__WORK ORDER__.
Look through the entries. Copy each line that has the word "white".

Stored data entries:
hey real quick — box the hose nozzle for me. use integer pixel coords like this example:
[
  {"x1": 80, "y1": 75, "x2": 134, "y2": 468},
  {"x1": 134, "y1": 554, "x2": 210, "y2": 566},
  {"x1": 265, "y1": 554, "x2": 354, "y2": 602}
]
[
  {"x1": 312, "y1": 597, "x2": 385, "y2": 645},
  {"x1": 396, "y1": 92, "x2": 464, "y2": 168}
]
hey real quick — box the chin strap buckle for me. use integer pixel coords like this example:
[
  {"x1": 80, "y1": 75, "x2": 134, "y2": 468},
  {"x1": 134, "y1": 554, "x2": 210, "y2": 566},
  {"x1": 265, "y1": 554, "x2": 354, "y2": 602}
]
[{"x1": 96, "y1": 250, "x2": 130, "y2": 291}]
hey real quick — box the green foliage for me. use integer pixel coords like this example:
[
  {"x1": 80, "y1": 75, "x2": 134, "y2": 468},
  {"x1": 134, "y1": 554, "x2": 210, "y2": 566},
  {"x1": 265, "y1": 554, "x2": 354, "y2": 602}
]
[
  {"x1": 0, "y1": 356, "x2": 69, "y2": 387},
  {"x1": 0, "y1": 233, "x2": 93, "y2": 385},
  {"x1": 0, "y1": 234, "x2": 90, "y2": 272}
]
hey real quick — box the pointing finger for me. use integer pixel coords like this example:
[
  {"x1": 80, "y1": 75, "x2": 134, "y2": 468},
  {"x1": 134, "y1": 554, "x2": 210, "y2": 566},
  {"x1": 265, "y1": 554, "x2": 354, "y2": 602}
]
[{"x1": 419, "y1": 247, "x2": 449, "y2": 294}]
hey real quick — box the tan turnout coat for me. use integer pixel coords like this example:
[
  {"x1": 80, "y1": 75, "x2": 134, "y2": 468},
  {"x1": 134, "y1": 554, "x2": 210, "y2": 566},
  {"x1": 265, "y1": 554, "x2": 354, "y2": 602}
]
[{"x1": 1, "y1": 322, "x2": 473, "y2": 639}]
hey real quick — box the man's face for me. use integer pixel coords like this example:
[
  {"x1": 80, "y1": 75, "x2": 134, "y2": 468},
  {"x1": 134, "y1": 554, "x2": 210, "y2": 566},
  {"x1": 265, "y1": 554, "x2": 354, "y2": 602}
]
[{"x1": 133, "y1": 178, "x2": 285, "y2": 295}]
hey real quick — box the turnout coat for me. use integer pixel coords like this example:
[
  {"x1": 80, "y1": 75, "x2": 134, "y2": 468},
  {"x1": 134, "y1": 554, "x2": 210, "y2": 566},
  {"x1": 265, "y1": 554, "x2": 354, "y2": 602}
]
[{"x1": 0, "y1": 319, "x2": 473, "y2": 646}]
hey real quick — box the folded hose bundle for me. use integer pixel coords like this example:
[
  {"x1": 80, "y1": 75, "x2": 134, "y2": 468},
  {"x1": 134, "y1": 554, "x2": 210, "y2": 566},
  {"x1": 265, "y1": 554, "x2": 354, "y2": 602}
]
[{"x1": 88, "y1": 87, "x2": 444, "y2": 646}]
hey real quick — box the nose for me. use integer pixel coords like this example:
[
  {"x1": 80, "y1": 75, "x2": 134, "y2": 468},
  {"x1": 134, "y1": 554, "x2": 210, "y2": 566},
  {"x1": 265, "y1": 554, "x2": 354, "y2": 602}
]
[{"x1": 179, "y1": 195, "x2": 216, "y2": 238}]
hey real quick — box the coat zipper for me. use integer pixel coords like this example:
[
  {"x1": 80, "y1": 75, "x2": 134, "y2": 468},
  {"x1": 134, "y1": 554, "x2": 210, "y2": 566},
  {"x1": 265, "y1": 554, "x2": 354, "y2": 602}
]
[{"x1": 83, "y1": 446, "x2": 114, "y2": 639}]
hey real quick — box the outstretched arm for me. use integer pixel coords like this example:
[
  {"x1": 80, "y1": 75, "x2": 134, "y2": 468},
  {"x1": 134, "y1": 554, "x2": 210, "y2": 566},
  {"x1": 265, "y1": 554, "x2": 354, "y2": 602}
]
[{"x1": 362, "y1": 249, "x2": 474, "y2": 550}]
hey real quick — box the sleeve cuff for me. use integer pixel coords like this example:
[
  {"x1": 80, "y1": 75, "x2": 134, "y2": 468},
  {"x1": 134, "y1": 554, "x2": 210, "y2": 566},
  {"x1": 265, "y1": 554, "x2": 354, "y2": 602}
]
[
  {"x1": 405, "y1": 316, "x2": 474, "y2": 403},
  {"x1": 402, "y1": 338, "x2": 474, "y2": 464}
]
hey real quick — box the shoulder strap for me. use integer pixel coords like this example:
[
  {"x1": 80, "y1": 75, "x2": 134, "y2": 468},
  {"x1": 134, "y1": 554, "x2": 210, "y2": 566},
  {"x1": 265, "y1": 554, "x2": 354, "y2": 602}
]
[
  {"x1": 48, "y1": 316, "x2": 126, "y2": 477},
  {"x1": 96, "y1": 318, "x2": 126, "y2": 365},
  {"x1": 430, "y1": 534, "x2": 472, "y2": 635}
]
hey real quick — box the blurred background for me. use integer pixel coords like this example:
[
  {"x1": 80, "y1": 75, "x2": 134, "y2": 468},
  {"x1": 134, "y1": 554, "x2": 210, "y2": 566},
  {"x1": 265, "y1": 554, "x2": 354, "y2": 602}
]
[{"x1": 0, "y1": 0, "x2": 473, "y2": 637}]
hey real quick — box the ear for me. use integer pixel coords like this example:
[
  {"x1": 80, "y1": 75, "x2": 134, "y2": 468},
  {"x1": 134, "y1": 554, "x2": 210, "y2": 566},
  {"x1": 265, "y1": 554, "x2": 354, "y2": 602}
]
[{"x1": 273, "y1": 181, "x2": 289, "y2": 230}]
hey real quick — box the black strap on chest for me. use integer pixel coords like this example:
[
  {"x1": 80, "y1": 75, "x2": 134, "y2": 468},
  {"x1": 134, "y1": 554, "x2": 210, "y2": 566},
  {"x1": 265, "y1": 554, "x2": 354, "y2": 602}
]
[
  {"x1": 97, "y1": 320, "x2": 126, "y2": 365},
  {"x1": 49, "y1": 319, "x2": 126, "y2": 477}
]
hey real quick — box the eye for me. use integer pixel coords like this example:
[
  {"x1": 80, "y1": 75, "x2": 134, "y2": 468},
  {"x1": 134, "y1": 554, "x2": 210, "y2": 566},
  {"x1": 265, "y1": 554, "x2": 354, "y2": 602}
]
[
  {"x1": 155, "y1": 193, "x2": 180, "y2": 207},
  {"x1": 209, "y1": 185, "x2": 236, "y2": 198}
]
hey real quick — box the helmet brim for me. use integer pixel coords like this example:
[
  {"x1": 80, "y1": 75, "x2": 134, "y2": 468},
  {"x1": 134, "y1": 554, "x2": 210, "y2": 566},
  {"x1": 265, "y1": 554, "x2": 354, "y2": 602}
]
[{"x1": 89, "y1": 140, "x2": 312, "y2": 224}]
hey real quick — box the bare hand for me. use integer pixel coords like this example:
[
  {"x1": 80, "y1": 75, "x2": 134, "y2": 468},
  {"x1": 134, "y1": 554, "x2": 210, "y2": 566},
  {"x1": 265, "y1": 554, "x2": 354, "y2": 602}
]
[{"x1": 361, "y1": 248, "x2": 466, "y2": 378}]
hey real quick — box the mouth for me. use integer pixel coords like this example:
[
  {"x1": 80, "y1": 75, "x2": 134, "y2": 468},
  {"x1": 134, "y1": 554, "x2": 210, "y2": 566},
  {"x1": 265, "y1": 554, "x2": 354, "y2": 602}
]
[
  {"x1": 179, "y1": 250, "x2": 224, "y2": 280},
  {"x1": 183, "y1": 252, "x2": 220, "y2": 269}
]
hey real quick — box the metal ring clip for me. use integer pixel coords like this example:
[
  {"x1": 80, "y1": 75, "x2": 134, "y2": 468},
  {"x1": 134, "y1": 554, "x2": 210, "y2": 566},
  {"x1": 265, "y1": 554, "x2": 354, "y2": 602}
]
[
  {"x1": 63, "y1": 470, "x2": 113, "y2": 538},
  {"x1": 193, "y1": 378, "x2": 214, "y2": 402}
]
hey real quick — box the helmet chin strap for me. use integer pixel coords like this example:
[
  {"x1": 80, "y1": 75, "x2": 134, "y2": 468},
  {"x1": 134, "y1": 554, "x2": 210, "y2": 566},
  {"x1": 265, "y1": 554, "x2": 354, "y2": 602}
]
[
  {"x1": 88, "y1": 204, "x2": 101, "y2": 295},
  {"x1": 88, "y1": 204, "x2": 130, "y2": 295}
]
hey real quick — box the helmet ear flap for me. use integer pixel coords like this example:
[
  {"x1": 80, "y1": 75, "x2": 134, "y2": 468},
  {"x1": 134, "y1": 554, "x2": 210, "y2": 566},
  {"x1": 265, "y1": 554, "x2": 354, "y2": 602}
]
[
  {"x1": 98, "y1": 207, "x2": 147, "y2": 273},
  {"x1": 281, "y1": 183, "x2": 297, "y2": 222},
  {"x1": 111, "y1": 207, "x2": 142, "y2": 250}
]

* * *

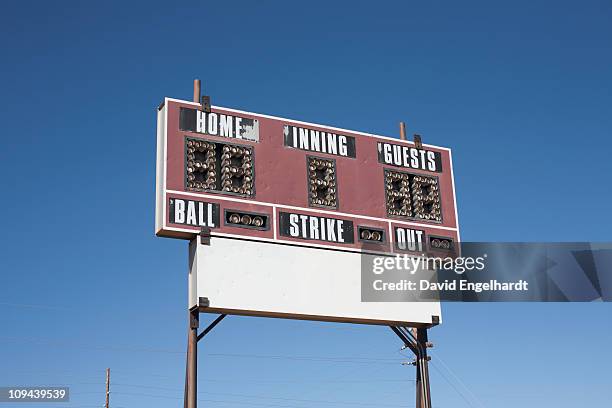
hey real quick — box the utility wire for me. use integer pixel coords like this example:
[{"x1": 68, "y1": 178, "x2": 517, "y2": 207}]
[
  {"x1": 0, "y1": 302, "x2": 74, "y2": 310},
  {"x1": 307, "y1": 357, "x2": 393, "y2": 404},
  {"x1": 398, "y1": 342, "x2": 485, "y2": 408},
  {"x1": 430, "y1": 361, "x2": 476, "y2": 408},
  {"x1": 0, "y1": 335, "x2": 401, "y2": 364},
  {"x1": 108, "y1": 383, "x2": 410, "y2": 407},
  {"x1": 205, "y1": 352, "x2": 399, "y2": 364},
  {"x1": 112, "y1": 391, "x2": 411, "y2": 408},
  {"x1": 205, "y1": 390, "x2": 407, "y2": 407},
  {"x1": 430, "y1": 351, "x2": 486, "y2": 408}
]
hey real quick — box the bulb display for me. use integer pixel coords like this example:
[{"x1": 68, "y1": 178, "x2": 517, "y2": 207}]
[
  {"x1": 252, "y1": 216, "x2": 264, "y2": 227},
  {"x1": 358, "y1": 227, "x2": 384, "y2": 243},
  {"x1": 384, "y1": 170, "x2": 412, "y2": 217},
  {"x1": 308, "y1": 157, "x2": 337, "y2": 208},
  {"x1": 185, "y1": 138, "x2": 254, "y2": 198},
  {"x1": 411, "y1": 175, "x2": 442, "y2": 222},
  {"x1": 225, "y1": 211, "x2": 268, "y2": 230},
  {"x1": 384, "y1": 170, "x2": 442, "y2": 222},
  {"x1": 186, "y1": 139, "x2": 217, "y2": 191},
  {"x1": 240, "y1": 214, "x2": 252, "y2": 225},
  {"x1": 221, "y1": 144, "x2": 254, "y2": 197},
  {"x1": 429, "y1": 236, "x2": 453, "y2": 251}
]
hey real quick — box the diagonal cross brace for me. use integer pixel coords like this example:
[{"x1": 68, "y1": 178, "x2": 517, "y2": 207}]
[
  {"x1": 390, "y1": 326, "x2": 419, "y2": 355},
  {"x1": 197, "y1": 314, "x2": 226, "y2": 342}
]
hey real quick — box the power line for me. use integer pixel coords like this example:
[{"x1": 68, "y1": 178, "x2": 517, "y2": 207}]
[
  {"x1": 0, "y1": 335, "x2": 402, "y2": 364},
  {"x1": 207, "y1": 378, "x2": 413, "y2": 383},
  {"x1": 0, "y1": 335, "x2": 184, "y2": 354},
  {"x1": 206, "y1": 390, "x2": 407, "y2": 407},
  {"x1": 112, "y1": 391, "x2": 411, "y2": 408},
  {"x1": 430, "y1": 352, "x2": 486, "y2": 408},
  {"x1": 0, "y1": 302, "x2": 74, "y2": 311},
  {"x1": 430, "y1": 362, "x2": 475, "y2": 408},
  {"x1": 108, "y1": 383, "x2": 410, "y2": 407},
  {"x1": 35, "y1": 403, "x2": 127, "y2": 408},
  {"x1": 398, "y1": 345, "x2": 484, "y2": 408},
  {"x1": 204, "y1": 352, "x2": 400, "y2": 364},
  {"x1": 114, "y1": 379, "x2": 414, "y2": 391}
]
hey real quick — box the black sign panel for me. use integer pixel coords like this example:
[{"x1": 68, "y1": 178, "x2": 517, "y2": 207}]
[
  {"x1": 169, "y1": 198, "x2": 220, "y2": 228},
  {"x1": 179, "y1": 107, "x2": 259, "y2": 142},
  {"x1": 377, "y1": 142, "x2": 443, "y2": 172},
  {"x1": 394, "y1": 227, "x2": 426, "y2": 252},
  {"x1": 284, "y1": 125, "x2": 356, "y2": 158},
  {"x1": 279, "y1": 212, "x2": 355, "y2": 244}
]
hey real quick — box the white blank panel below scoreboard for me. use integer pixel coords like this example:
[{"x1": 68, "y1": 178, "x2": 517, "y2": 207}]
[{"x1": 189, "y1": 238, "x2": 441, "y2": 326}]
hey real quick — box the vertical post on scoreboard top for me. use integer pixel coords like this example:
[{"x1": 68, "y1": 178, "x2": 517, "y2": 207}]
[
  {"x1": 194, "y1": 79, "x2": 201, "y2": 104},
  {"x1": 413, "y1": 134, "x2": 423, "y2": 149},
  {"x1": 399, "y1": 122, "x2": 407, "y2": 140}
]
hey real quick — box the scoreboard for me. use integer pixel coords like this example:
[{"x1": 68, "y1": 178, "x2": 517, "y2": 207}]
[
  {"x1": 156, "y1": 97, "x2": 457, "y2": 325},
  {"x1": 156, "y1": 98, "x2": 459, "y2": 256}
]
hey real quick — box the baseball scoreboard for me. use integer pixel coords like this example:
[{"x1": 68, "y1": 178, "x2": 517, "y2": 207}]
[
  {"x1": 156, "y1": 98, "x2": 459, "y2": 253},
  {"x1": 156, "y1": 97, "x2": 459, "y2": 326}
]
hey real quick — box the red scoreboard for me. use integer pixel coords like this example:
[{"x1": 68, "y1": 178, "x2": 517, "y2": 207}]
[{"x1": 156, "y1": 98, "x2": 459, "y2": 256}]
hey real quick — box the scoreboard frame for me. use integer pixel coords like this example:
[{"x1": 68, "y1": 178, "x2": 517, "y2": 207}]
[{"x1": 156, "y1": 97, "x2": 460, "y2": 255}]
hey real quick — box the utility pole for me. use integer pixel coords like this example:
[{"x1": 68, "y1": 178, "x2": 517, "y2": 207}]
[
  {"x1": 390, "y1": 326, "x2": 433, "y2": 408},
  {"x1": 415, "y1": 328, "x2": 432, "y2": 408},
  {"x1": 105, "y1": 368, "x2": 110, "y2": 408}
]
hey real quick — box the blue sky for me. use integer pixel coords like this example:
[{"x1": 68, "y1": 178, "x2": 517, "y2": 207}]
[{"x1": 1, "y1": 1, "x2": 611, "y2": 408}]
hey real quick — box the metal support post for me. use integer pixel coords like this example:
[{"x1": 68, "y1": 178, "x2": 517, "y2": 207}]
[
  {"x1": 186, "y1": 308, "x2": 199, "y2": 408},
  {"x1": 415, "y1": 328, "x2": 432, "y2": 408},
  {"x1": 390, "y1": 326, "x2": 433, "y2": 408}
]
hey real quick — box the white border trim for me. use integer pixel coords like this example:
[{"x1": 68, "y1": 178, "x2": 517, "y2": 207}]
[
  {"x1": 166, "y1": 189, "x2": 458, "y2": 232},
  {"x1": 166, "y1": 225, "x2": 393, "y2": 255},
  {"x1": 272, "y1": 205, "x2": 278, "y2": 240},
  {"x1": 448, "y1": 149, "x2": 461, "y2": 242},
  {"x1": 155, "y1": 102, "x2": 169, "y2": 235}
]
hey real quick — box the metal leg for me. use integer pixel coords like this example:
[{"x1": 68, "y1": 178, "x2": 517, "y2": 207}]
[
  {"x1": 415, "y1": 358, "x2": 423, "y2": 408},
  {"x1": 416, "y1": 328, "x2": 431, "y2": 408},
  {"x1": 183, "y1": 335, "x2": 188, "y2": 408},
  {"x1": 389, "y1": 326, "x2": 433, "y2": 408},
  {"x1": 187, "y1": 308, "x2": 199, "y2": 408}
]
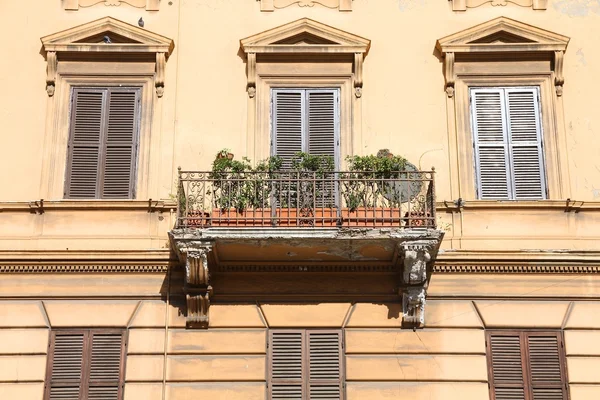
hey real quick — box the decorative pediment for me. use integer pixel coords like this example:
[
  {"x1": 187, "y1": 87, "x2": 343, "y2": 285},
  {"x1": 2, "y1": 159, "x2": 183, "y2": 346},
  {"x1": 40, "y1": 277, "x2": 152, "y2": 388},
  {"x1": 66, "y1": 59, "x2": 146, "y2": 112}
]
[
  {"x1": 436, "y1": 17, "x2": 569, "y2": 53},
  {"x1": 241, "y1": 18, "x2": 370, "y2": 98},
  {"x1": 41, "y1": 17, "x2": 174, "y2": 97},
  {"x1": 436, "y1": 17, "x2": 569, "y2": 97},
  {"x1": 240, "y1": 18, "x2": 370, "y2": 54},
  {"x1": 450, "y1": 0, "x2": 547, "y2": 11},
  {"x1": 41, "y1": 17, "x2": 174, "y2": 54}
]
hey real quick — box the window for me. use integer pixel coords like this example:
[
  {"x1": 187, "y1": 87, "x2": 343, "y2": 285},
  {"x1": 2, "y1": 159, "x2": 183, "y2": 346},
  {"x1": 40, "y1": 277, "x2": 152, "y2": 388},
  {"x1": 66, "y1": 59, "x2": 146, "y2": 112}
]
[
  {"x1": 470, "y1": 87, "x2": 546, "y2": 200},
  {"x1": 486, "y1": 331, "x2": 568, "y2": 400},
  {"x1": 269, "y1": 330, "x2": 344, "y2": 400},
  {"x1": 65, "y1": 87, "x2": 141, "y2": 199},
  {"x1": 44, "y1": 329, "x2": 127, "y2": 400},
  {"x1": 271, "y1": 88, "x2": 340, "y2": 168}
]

__ANSWER BELOW__.
hey real quick — box the white blank panel below scoreboard for me. use integer pixel coords like this example:
hey real quick — box the white border trim for me. use integer pixel coords like this example:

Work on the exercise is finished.